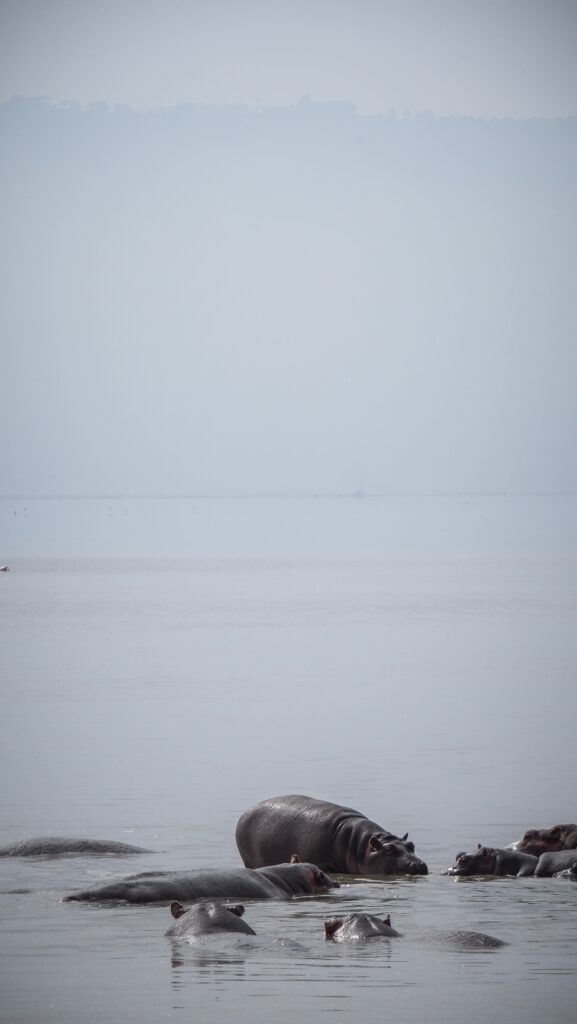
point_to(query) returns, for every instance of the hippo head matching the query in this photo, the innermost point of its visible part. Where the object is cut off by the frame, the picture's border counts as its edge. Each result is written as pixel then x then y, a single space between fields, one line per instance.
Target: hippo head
pixel 538 841
pixel 390 855
pixel 358 928
pixel 176 909
pixel 205 919
pixel 481 861
pixel 300 879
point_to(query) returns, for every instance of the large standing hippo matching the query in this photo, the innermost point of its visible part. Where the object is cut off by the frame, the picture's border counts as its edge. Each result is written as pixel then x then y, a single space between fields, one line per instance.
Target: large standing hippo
pixel 54 846
pixel 549 863
pixel 207 919
pixel 278 882
pixel 363 927
pixel 338 839
pixel 538 841
pixel 490 860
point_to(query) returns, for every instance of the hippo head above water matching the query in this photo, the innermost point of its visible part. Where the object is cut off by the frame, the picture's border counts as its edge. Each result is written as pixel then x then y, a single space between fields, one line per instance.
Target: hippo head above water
pixel 358 928
pixel 389 855
pixel 481 861
pixel 538 841
pixel 207 919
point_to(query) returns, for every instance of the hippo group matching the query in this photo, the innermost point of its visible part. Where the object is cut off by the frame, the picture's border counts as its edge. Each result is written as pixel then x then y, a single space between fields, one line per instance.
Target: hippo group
pixel 506 861
pixel 290 846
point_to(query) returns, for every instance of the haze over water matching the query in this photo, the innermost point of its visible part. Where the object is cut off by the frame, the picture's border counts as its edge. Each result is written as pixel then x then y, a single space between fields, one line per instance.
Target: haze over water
pixel 412 657
pixel 323 253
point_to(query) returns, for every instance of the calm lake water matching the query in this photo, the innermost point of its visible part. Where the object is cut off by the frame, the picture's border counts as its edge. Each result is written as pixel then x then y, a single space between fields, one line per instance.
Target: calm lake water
pixel 167 664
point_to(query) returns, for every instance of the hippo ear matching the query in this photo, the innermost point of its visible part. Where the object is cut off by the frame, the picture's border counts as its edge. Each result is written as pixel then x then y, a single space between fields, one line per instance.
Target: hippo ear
pixel 332 926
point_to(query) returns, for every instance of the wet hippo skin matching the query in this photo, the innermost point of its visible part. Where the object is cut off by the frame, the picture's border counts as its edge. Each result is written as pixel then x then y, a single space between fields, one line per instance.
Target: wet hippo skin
pixel 277 882
pixel 338 839
pixel 207 919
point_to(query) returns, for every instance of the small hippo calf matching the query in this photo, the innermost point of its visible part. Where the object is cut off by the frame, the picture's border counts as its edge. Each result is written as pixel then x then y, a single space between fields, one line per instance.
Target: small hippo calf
pixel 364 927
pixel 538 841
pixel 206 919
pixel 569 872
pixel 551 863
pixel 56 846
pixel 491 860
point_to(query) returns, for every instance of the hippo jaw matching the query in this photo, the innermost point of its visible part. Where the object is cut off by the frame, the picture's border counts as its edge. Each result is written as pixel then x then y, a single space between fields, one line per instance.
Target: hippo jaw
pixel 394 856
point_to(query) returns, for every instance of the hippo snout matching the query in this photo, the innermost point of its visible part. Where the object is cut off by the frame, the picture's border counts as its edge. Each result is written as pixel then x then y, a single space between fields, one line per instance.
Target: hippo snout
pixel 417 867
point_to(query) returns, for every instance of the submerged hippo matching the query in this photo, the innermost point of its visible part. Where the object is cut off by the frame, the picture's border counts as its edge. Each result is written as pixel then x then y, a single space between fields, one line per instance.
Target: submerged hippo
pixel 206 919
pixel 364 927
pixel 550 863
pixel 489 860
pixel 538 841
pixel 358 928
pixel 55 846
pixel 338 839
pixel 278 882
pixel 569 872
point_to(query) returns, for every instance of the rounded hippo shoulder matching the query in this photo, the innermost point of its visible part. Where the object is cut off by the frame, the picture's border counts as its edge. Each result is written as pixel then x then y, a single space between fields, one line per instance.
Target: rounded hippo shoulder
pixel 552 863
pixel 336 838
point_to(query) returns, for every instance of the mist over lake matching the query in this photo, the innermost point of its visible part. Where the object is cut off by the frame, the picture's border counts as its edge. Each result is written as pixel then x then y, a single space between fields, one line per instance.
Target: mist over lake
pixel 287 493
pixel 412 657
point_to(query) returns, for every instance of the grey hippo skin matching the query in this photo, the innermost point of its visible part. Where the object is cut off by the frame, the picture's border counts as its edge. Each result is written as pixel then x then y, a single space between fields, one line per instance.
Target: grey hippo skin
pixel 364 927
pixel 538 841
pixel 55 846
pixel 206 919
pixel 489 860
pixel 358 928
pixel 550 863
pixel 338 839
pixel 569 872
pixel 278 882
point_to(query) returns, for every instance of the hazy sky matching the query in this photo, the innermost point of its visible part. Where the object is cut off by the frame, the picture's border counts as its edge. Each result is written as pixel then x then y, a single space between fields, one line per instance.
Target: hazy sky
pixel 300 298
pixel 487 57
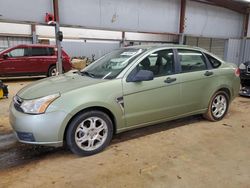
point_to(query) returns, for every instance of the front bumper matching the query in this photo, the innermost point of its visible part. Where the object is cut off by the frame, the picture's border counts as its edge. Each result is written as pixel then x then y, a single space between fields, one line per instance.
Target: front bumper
pixel 245 91
pixel 42 129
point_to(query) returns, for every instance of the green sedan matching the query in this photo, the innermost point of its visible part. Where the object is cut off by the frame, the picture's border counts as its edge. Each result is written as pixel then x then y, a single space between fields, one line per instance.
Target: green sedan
pixel 128 88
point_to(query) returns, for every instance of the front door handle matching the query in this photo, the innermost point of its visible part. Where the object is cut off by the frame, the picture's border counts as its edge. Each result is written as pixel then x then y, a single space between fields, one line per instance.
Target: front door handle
pixel 208 73
pixel 170 80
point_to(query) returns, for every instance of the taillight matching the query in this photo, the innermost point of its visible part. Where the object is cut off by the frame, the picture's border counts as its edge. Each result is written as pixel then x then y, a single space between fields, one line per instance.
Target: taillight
pixel 237 72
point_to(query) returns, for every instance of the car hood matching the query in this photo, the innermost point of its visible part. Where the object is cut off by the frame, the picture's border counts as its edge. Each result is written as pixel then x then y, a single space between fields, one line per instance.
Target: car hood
pixel 58 84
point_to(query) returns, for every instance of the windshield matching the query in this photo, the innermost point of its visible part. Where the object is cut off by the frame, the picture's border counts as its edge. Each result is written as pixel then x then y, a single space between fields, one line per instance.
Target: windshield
pixel 111 64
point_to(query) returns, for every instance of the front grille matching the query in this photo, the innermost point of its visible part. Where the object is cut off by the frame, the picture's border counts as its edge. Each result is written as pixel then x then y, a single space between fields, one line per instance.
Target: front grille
pixel 17 103
pixel 26 136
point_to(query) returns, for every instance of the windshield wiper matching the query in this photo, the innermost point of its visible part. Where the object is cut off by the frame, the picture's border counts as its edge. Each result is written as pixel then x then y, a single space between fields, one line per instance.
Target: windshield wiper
pixel 88 74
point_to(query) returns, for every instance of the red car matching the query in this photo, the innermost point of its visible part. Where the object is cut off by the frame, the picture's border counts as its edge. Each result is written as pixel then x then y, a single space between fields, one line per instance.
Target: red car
pixel 32 59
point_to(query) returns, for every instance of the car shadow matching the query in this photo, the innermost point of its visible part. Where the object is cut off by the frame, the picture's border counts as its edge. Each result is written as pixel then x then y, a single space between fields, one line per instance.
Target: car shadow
pixel 152 129
pixel 13 153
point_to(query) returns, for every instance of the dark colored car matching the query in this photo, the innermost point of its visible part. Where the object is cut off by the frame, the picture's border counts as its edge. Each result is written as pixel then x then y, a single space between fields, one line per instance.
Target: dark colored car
pixel 32 59
pixel 245 79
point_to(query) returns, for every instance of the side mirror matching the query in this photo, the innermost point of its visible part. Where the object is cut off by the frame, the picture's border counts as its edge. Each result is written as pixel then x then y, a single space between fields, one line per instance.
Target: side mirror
pixel 5 56
pixel 142 75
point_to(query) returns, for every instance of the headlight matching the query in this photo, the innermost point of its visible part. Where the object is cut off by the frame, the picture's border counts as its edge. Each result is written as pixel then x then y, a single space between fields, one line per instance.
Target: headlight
pixel 242 66
pixel 38 106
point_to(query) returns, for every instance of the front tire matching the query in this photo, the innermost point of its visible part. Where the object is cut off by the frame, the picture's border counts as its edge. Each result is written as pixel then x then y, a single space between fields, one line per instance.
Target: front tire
pixel 218 106
pixel 89 133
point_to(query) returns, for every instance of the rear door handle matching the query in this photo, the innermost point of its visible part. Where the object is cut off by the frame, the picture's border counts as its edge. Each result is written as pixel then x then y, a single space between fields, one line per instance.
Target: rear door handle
pixel 170 80
pixel 208 73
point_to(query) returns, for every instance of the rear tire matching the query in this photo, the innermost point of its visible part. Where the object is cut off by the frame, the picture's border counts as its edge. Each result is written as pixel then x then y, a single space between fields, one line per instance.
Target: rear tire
pixel 89 133
pixel 218 106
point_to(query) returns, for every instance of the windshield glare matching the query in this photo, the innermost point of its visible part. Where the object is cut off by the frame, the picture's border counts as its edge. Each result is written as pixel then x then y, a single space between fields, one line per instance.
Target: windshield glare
pixel 111 64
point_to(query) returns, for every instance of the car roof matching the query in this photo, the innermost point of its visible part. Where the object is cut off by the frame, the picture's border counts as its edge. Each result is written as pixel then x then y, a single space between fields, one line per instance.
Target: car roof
pixel 155 46
pixel 35 45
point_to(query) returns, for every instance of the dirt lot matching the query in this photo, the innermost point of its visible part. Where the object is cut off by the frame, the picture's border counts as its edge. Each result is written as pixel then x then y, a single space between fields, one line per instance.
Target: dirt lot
pixel 190 152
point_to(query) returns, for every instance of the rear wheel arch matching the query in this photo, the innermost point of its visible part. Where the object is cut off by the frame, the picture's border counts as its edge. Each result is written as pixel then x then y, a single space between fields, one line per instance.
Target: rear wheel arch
pixel 228 92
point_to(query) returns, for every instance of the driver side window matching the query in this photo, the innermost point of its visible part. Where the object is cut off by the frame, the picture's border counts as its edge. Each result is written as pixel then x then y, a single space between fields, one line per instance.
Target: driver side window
pixel 161 63
pixel 18 52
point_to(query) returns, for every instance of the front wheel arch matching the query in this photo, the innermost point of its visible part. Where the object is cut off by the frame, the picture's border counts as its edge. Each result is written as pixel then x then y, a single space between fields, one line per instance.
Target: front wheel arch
pixel 98 108
pixel 209 114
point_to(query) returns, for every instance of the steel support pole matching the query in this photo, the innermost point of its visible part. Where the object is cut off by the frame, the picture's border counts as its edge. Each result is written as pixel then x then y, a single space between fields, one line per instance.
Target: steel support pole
pixel 182 22
pixel 59 50
pixel 58 43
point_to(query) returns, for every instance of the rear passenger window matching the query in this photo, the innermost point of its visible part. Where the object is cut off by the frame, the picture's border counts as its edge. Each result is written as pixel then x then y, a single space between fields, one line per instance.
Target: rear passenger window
pixel 214 62
pixel 161 63
pixel 39 52
pixel 191 61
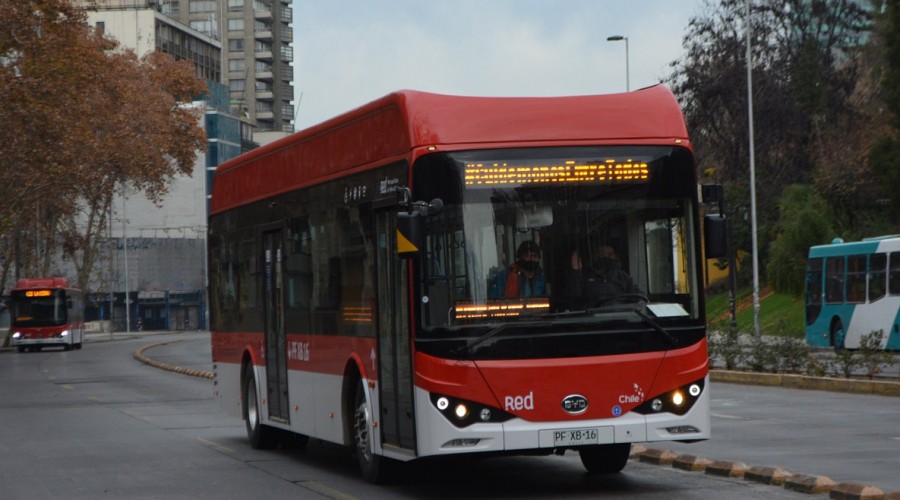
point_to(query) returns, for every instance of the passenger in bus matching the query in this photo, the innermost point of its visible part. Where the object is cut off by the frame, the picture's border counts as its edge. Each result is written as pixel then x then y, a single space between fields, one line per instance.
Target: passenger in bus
pixel 600 280
pixel 524 278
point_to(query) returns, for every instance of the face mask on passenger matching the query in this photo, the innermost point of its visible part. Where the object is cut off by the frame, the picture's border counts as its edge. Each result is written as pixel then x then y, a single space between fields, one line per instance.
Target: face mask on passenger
pixel 527 265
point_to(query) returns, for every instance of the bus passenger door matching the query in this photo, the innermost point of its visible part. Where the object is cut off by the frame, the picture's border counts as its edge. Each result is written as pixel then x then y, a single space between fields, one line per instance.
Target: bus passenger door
pixel 394 353
pixel 276 355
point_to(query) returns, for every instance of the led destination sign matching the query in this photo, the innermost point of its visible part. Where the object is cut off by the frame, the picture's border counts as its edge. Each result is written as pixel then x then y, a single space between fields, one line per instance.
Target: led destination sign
pixel 570 171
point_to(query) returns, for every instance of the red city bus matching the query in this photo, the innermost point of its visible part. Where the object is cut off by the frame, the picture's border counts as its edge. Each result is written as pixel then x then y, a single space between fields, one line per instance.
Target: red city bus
pixel 367 286
pixel 46 312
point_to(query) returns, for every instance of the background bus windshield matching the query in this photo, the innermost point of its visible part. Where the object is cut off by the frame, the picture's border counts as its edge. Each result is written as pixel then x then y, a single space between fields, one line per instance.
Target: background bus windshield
pixel 527 233
pixel 41 310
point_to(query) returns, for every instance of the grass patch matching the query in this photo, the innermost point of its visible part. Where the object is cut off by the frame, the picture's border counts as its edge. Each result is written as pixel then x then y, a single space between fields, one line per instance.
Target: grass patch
pixel 779 314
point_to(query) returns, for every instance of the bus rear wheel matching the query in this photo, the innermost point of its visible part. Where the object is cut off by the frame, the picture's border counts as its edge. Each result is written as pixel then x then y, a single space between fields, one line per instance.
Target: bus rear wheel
pixel 375 469
pixel 838 335
pixel 261 436
pixel 605 458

» **Instruction**:
Copy the listing word for word, from its beginning through the line containing "pixel 176 909", and leave the pictures out of your copy.

» **Reply to the exercise**:
point_to(query) returns, for every instance of the hippo head matching the query in this photo, the innermost point of its visible part. Where the object is cut off by the frame, the picture's border counts as its edge. Each result is written as pixel then x then y, a single space between fields, one line per instance.
Target: hippo head
pixel 538 841
pixel 390 855
pixel 358 928
pixel 176 909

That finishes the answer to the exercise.